*Krótkie zadanie A*: Podaj jako listę numerowaną linie wykazu, zaczynając od linii zawierającej "point_to(query) locates the khaki" i kończąc na linii zawierającej "x=222, y=122", obie włącznie. Puste linie pomiń.

*Fragment tekstu*:
"""
I po raz pierwszy Reda





limomanka - Sob Kwi 05, 2014 21:07

My mamy problem z ignorowaniem. Masza pięknie reagowała na odwracanie się tyłem i przestaje już skakać na ludzia, jak tylko go zobaczy. Ale wymyśliła, że lepsze efekty (czyli zwrócenie uwagi na pieska) daje gryzienie po nogach. Czasem od razu się rzuca na stopy. Nauczona jest już komendy siad, waruj i spokój, ładnie chodzi na smyczy - w ogóle się cywilizuje. I wychodzi już z wieku, w którym wszystko ją rozpraszało, ale kiedy wpada w szał gryzienia po stopach na nic nie zważa :roll:
Lavi - Sob Kwi 05, 2014 22:39

wilczek777, dla mnie wybór między pembrokiem a cardiganem był prosty - cardigany mi się nie podobają aż tak jak pembroki i są bardziej charakterne :D
wilczek777 - Nie Kwi 06, 2014 12:56

rudziak o jakie cudne małe... Ta plamiasta łapka :serducho:

limomanka gryzienie praktycznie zawsze daje efekt - bo noga się ruszy, bo człowiek się odezwie. Może warto spróbować ją od razu do siadu sprowadzić w witaniu? Niech goście podchodząc dają smaczek za siad przed nimi (najpierw trzymajcie ją na smyczy bo zanim ogarnie to i tak swoje zrobi). Wtedy można wprowadzić komendę witaj się i wtedy będzie głaskanie etc. Ten moment siadu daje chwilę dla "mózgu" i pies ma szansę się wyciszyć.
"""
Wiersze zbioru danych
"""
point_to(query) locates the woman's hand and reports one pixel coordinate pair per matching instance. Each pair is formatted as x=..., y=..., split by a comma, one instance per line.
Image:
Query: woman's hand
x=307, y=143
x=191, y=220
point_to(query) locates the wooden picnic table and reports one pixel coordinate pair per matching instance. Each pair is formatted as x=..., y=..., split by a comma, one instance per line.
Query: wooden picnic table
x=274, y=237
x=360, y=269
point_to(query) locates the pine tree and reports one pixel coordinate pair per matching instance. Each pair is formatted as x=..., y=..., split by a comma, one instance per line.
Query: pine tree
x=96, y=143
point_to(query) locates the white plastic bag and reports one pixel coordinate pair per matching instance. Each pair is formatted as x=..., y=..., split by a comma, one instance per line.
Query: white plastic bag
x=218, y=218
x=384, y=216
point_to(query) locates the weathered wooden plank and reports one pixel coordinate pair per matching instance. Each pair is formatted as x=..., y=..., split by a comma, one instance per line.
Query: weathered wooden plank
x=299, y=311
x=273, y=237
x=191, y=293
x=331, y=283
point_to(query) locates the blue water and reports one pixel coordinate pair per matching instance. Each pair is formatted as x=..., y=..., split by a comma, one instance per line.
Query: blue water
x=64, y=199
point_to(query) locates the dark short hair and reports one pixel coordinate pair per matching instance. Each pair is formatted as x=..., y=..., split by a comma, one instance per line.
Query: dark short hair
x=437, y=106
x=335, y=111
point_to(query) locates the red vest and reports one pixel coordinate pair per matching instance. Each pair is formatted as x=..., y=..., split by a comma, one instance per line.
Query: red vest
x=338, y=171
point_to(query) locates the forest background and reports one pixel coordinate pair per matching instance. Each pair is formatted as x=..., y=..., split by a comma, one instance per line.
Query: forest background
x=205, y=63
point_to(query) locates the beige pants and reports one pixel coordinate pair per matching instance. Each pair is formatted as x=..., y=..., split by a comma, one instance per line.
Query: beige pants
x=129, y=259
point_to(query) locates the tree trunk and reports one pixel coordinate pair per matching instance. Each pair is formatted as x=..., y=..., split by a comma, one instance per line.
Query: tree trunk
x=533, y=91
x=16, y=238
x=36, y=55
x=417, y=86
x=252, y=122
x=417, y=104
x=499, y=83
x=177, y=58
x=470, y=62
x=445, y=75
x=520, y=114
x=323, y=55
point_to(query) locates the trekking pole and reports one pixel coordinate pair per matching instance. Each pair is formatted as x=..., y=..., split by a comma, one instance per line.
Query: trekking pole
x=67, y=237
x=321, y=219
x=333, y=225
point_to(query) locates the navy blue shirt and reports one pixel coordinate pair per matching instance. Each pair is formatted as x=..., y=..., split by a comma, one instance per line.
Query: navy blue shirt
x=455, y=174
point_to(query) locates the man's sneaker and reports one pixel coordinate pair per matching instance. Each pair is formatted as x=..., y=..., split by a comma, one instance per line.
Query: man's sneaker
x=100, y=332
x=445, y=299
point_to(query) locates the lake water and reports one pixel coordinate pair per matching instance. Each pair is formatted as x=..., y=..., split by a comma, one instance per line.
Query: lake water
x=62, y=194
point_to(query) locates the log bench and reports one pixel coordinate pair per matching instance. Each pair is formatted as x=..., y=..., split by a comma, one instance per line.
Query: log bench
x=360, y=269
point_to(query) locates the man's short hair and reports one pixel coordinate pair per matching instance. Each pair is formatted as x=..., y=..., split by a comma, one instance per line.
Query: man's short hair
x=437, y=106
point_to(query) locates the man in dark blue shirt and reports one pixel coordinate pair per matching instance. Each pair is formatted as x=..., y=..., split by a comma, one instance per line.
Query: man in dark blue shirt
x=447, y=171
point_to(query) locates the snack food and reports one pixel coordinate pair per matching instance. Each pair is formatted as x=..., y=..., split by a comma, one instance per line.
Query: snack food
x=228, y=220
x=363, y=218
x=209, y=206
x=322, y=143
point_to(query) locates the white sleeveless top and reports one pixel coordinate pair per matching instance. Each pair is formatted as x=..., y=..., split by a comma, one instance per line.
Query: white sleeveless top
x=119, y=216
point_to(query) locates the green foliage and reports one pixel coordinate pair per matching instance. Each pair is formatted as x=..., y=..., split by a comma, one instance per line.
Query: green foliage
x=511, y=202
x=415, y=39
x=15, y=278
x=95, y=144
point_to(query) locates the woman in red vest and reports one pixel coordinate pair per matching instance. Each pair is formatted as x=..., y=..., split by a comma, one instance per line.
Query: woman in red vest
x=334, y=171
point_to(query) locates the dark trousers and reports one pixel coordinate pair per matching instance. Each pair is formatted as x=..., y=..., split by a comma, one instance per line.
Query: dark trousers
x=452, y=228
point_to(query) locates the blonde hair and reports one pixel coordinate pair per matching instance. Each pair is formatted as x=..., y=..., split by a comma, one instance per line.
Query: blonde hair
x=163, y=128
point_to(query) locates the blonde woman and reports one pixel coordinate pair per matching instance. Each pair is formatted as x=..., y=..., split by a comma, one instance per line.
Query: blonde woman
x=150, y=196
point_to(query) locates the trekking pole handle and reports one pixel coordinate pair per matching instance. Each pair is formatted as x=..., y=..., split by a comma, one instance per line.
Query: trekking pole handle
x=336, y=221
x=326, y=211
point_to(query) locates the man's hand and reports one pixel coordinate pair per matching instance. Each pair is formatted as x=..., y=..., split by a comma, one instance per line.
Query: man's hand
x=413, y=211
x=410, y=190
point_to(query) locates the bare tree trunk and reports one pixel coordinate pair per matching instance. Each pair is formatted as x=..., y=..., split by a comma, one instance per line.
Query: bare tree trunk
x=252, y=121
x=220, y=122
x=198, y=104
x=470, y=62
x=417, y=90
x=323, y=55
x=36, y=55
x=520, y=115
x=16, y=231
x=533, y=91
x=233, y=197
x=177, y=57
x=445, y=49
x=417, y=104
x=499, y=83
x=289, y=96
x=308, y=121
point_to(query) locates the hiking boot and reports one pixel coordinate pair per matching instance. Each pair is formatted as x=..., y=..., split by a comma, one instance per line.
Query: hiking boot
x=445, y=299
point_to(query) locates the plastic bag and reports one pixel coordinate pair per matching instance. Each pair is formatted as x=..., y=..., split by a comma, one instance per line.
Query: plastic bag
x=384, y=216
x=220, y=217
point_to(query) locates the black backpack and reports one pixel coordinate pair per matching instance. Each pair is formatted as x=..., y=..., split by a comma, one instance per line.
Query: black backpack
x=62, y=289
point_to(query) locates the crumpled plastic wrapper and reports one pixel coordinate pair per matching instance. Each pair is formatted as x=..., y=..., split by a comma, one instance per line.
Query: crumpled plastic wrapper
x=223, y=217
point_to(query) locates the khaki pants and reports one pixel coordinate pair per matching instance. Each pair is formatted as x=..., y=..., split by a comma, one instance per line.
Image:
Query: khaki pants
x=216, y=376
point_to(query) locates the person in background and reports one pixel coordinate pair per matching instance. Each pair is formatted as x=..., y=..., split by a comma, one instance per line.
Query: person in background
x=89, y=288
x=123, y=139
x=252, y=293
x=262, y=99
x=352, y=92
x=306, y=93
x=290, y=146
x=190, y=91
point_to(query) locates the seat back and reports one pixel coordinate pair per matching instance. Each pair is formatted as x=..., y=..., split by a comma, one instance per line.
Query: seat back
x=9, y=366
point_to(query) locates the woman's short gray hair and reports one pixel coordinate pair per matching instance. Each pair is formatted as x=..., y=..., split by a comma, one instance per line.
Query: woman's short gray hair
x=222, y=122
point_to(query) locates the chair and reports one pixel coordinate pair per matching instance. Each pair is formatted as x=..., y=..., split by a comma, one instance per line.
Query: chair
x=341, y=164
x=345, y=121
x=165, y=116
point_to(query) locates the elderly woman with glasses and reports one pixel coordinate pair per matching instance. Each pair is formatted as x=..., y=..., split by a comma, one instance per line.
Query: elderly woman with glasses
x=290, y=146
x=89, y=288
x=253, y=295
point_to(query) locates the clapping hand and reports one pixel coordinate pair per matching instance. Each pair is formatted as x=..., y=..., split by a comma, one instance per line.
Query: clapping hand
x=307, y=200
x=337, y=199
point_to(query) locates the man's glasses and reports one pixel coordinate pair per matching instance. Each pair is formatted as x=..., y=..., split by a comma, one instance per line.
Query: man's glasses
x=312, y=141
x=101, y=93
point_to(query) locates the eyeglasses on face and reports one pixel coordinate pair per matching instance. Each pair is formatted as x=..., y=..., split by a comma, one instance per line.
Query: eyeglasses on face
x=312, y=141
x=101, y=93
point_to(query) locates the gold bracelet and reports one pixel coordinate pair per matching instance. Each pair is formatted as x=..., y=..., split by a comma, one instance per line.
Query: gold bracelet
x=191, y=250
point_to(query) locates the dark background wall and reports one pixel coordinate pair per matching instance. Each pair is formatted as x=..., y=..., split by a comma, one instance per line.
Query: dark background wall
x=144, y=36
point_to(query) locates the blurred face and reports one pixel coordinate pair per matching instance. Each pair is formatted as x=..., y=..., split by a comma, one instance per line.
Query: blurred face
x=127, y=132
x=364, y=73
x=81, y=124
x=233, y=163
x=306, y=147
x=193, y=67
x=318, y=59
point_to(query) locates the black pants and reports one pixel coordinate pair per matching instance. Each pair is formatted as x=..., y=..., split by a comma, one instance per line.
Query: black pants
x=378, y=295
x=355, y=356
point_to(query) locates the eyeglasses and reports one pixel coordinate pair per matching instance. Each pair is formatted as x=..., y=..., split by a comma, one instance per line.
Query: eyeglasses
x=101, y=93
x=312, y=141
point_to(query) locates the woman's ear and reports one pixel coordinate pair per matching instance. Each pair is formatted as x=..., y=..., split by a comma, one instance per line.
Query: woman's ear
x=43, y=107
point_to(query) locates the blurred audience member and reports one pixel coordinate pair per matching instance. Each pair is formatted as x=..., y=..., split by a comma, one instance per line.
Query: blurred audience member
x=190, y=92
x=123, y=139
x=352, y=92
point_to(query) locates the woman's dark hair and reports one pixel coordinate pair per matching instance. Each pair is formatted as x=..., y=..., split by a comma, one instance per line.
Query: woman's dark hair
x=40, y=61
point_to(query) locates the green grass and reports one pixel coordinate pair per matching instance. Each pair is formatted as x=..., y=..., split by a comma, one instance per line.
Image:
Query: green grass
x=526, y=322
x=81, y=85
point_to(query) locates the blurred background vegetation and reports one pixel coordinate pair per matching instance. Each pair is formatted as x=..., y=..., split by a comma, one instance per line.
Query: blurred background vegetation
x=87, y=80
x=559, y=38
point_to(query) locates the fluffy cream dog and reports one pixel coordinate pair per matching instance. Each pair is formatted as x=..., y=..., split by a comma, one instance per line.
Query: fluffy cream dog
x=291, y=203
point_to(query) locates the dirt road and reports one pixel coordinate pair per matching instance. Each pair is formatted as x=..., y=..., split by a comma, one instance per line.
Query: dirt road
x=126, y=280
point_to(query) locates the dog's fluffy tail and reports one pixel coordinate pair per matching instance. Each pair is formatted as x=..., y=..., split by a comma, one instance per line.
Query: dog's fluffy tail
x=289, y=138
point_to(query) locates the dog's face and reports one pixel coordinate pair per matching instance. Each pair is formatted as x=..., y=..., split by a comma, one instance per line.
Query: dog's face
"""
*Krótkie zadanie B*: Przepisz bez zmian fragment rozmowy o wychowaniu psów, zaczynając od słów "limomanka gryzienie praktycznie", a kończąc na słowach "szansę się wyciszyć.".

*Odpowiedź do ćwiczenia A*:
1. point_to(query) locates the khaki pants and reports one pixel coordinate pair per matching instance. Each pair is formatted as x=..., y=..., split by a comma, one instance per line.
2. Image:
3. Query: khaki pants
4. x=216, y=376
5. point_to(query) locates the person in background and reports one pixel coordinate pair per matching instance. Each pair is formatted as x=..., y=..., split by a comma, one instance per line.
6. Query: person in background
7. x=89, y=288
8. x=123, y=139
9. x=252, y=293
10. x=262, y=99
11. x=352, y=92
12. x=306, y=93
13. x=290, y=146
14. x=190, y=91
15. point_to(query) locates the seat back and reports one pixel coordinate pair per matching instance. Each pair is formatted as x=..., y=..., split by a comma, one instance per line.
16. Query: seat back
17. x=9, y=366
18. point_to(query) locates the woman's short gray hair and reports one pixel coordinate pair per matching instance. Each pair is formatted as x=..., y=..., split by a comma, one instance per line.
19. Query: woman's short gray hair
20. x=222, y=122

*Odpowiedź do ćwiczenia B*:
limomanka gryzienie praktycznie zawsze daje efekt - bo noga się ruszy, bo człowiek się odezwie. Może warto spróbować ją od razu do siadu sprowadzić w witaniu? Niech goście podchodząc dają smaczek za siad przed nimi (najpierw trzymajcie ją na smyczy bo zanim ogarnie to i tak swoje zrobi). Wtedy można wprowadzić komendę witaj się i wtedy będzie głaskanie etc. Ten moment siadu daje chwilę dla "mózgu" i pies ma szansę się wyciszyć.